* [AIM OF THE TASK]: Exactly reproduce each record listed below.

Recorded data
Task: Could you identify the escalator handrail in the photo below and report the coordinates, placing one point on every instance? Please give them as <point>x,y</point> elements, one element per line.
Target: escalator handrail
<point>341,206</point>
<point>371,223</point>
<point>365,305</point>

* [RESPONSE TO THE TASK]:
Task: Could you identify the escalator handrail in the photo below and report the coordinates, placing one point on every instance? Please give them as <point>x,y</point> elements, one element per line.
Target: escalator handrail
<point>341,206</point>
<point>371,223</point>
<point>365,305</point>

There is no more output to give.